## Exercise text
--- --- ---
Romper

How Will Tommen Die On 'Game Of Thrones'? It Might Be Cersei's Fault

Helen Sloan/HBO

Early in Season 5, we got a flashback to Cersei's childhood, in which the witch, Maggy the Frog, prophesied to Cersei that she would have three children, and that she would see all three of them die. The prophecy has haunted her ever since, and with her first two, Joffrey and Myrcella, already buried, she's becoming ever more frantic in her attempts to protect Tommen, her youngest. After about two years as king, Tommen will almost certainly be dust soon, the only question remains how King Tommen will die on Game of Thrones. As always, the internet has theories, and most of them involve Cersei.
--- --- ---
## Provided data

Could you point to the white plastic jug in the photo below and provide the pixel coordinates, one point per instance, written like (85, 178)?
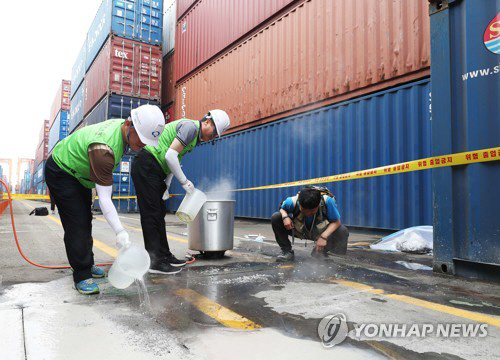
--- --- ---
## Instructions to follow
Continue the article on how Tommen might die on Game of Thrones, starting after its final sentence.

## Reply to the task
One theory of Tommen's imminent demise that has been gaining a lot of traction is that it will be at the hands of The Mountain, who's single purpose in (resurrected) life is protect Cersei from all of her enemies, no exceptions. The theory, first suggested by Reddit user Matt_Something, posits that Tommen will learn that it was Cersei who put Margaery in prison and lash out. Tommen loves both his queen and his mother, but he loves Margaery perhaps just a little bit more. Should Tommen discover what his mother did and threaten her in any way, The Mountain will react on instinct. He is sworn to protect Cersei against everyone, including her son, and The Mountain may smash poor sweet Tommen's head against the wall without hesitation should he act aggressively toward her. Oh, the irony.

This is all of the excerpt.